━━━ Input
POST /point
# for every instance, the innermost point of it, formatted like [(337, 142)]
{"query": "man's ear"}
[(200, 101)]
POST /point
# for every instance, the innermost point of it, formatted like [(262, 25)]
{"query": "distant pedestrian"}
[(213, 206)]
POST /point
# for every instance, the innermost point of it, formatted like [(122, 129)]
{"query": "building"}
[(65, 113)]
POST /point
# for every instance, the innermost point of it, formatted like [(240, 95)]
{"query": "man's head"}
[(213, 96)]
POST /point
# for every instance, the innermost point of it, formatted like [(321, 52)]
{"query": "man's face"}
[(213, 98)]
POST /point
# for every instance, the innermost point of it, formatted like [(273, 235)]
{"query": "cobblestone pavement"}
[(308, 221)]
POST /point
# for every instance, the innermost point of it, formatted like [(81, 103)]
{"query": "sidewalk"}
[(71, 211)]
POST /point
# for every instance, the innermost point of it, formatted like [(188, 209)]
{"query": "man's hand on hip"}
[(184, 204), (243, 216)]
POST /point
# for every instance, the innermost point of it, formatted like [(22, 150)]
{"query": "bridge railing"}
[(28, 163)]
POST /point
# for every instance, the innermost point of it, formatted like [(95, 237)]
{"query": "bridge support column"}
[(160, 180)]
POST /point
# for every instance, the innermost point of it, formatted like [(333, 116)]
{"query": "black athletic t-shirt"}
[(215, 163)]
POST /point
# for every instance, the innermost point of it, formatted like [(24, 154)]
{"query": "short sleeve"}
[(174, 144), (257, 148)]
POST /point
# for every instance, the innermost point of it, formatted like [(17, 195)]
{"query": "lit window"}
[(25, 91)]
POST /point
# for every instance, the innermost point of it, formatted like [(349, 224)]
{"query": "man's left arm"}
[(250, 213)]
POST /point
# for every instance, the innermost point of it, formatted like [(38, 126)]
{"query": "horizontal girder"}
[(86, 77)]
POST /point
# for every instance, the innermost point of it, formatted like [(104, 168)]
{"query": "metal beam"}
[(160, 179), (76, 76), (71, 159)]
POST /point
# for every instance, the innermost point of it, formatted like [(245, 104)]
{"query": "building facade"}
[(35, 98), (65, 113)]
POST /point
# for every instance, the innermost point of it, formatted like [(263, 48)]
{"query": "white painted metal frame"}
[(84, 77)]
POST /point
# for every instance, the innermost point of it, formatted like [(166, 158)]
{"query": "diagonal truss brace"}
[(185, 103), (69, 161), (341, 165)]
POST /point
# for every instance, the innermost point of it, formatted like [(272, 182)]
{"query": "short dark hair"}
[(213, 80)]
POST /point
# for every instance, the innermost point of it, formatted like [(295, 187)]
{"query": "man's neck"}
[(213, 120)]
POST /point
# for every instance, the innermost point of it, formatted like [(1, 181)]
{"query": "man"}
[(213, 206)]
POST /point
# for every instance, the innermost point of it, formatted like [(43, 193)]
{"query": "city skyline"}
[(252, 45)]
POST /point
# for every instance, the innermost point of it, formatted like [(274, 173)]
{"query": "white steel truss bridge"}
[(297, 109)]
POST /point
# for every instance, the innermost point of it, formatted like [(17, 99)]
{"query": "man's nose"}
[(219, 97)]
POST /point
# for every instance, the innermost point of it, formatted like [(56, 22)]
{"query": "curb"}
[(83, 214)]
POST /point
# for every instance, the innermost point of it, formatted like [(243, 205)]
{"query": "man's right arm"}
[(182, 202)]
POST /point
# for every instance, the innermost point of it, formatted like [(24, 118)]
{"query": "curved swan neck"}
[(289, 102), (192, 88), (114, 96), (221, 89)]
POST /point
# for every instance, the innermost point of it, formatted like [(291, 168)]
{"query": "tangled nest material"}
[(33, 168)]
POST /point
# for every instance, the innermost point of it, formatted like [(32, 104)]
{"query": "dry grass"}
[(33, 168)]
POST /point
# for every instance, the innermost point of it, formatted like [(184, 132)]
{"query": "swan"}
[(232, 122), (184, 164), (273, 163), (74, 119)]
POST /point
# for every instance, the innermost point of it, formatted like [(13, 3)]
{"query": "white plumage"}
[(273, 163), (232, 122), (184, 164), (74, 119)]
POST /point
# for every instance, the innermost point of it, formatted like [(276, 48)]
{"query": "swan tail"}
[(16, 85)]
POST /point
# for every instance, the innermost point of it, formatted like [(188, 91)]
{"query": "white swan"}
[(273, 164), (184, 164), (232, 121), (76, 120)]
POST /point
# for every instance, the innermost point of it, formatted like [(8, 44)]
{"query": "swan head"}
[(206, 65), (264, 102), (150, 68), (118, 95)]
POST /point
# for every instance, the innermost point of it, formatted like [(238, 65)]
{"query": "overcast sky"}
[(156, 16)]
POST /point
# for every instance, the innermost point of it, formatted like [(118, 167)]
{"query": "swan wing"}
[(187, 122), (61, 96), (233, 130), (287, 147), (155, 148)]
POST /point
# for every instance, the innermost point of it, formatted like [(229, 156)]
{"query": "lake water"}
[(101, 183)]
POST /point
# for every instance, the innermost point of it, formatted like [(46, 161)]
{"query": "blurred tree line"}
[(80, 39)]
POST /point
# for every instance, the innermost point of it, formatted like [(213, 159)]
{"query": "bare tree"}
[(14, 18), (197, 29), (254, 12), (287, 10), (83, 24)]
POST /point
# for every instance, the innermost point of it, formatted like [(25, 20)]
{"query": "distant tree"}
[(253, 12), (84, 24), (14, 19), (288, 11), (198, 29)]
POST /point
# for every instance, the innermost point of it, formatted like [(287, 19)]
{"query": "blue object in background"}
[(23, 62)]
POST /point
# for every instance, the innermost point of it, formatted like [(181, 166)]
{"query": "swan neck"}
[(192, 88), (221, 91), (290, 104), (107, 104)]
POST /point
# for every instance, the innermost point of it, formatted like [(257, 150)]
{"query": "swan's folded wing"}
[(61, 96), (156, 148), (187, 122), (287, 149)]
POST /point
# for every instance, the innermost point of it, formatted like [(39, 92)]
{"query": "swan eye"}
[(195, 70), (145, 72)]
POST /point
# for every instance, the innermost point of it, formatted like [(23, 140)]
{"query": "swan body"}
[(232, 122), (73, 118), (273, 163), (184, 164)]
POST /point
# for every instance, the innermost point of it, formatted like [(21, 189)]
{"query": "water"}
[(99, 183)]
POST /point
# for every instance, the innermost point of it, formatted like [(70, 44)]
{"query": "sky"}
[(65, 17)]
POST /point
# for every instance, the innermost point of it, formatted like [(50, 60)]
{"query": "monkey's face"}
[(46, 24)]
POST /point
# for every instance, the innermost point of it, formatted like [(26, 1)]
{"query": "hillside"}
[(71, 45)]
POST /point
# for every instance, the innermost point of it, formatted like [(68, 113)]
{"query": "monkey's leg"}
━━━━━━
■ Problem requirements ■
The data above should be returned exactly as written.

■ Written solution ■
POST /point
# for every instance, the innermost point of it, formatted like [(337, 142)]
{"query": "man's ear"}
[(200, 101)]
POST /point
# for every instance, the innermost point of it, formatted like [(262, 25)]
{"query": "distant pedestrian"}
[(213, 206)]
POST /point
# for every instance, the innermost point of it, formatted like [(122, 129)]
{"query": "building"}
[(65, 113)]
POST /point
# for every instance, the innermost point of it, formatted like [(240, 95)]
{"query": "man's head"}
[(213, 96)]
POST /point
# for every instance, the innermost point of it, formatted like [(321, 52)]
{"query": "man's face"}
[(213, 98)]
POST /point
# for every instance, the innermost point of it, formatted like [(273, 235)]
{"query": "cobblestone pavement"}
[(308, 221)]
POST /point
# for every instance, the innermost point of it, formatted like [(81, 103)]
{"query": "sidewalk"}
[(71, 211)]
POST /point
# for every instance, the innermost point of it, formatted like [(188, 209)]
{"query": "man's hand on hip"}
[(184, 204), (243, 216)]
POST /point
# for every instance, the innermost point of it, formatted like [(22, 150)]
{"query": "bridge railing"}
[(28, 163)]
POST /point
# for every instance, the innermost point of it, formatted like [(95, 237)]
{"query": "bridge support column"}
[(160, 180)]
POST /point
# for every instance, the innermost point of it, formatted like [(333, 116)]
{"query": "black athletic t-shirt"}
[(215, 163)]
POST /point
# for every instance, the innermost point of it, formatted like [(24, 154)]
{"query": "short sleeve"}
[(174, 144), (257, 148)]
POST /point
# for every instance, the innermost point of it, formatted like [(17, 195)]
{"query": "lit window"}
[(25, 91)]
POST /point
# for every instance, the innermost point of it, formatted like [(349, 224)]
{"query": "man's left arm"}
[(250, 213)]
POST /point
# for every instance, the innermost point of it, formatted like [(38, 126)]
{"query": "horizontal girder"}
[(86, 77)]
POST /point
# for every instance, the innermost point of it, formatted like [(104, 168)]
{"query": "metal beam"}
[(160, 179), (76, 76), (71, 159)]
POST /point
# for every instance, the innermost point of it, formatted like [(245, 104)]
{"query": "building facade"}
[(35, 98), (65, 113)]
POST /point
# for every instance, the innermost point of it, formatted like [(263, 48)]
{"query": "white painted metal frame"}
[(84, 77)]
POST /point
# for every instance, the innermost point of it, formatted like [(166, 158)]
{"query": "diagonal truss brace"}
[(185, 103), (69, 161), (341, 165)]
POST /point
# for every instance, the innermost point of it, formatted like [(272, 182)]
{"query": "short dark hair"}
[(213, 80)]
POST /point
# for every instance, the innermost point of it, formatted like [(295, 187)]
{"query": "man's neck"}
[(213, 120)]
POST /point
# for every instance, the innermost point of it, formatted like [(1, 181)]
{"query": "man"}
[(213, 206)]
POST /point
# for every instance, the innermost point of it, formatted like [(43, 193)]
{"query": "city skyline"}
[(252, 45)]
POST /point
# for every instance, the innermost point of it, formatted like [(274, 173)]
{"query": "white steel truss bridge"}
[(297, 109)]
POST /point
# for every instance, the innermost point of it, formatted like [(17, 99)]
{"query": "man's nose"}
[(219, 97)]
POST /point
# for every instance, the innermost point of it, formatted like [(56, 22)]
{"query": "curb"}
[(83, 214)]
POST /point
# for every instance, the innermost point of it, formatted like [(243, 205)]
{"query": "man's right arm"}
[(182, 202)]
POST /point
# for every instance, the innermost point of it, formatted like [(24, 118)]
{"query": "curved swan neck"}
[(289, 102), (192, 88), (114, 96), (221, 89)]
POST /point
# for every instance, the innermost point of it, formatted like [(291, 168)]
{"query": "tangled nest material"}
[(33, 168)]
POST /point
# for every instance, the innermost point of it, formatted like [(32, 104)]
{"query": "dry grass"}
[(33, 168)]
POST /point
# for every instance, the innermost point of it, formatted like [(184, 132)]
{"query": "swan"}
[(232, 122), (184, 164), (273, 163), (74, 119)]
POST /point
# for every instance, the innermost point of it, formatted like [(13, 3)]
{"query": "white plumage"}
[(273, 163), (232, 122), (184, 164), (74, 119)]
POST /point
# for every instance, the innermost point of it, formatted like [(276, 48)]
{"query": "swan tail"}
[(16, 85)]
POST /point
# for every instance, the innermost point of it, formatted like [(188, 91)]
{"query": "white swan"}
[(273, 164), (184, 164), (232, 121), (76, 120)]
POST /point
# for every instance, the innermost point of it, formatted like [(8, 44)]
{"query": "swan head"}
[(206, 65), (264, 102), (150, 68), (118, 95)]
POST /point
# for every instance, the innermost point of it, formatted like [(238, 65)]
{"query": "overcast sky"}
[(156, 16)]
POST /point
# for every instance, the innermost point of it, formatted like [(118, 167)]
{"query": "swan wing"}
[(187, 122), (61, 96), (233, 130), (287, 147), (155, 148)]
POST /point
# for every instance, the innermost point of it, formatted like [(229, 156)]
{"query": "lake water"}
[(101, 183)]
POST /point
# for every instance, the innermost point of it, formatted like [(46, 161)]
{"query": "blurred tree line"}
[(80, 39)]
POST /point
# for every instance, the innermost point of it, formatted like [(213, 159)]
{"query": "bare tree"}
[(14, 18), (197, 29), (254, 12), (287, 10), (83, 24)]
POST /point
# for every instance, the innermost point of it, formatted like [(25, 20)]
{"query": "distant tree"}
[(253, 12), (84, 24), (14, 19), (288, 11), (198, 29)]
POST /point
# for every instance, the innermost point of it, formatted like [(287, 19)]
{"query": "blue object in background"}
[(23, 62)]
POST /point
# for every instance, the innermost point of it, formatted like [(181, 166)]
{"query": "swan neck"}
[(192, 88), (221, 91), (290, 104), (107, 104)]
POST /point
# for every instance, the innermost point of it, formatted like [(257, 150)]
{"query": "swan's folded wing"}
[(61, 96), (156, 148), (187, 122), (287, 149)]
POST /point
# for every instance, the innermost point of it, formatted like [(39, 92)]
{"query": "swan eye"}
[(195, 70), (145, 72)]
POST /point
# for every instance, the innermost point of it, formatted like [(23, 140)]
{"query": "swan body"}
[(232, 122), (73, 118), (273, 163), (184, 164)]
POST /point
# for every instance, the innermost point of it, formatted like [(21, 189)]
{"query": "water"}
[(99, 183)]
POST /point
# for every instance, the innermost point of it, formatted like [(70, 44)]
{"query": "sky"}
[(65, 17)]
POST /point
# for every instance, the innermost point of it, formatted like [(50, 60)]
{"query": "monkey's face"}
[(46, 24)]
POST /point
# for every instance, the innermost point of it, formatted like [(26, 1)]
{"query": "hillside"}
[(71, 45)]
POST /point
# for every instance, the innermost point of it, formatted like [(68, 113)]
{"query": "monkey's leg"}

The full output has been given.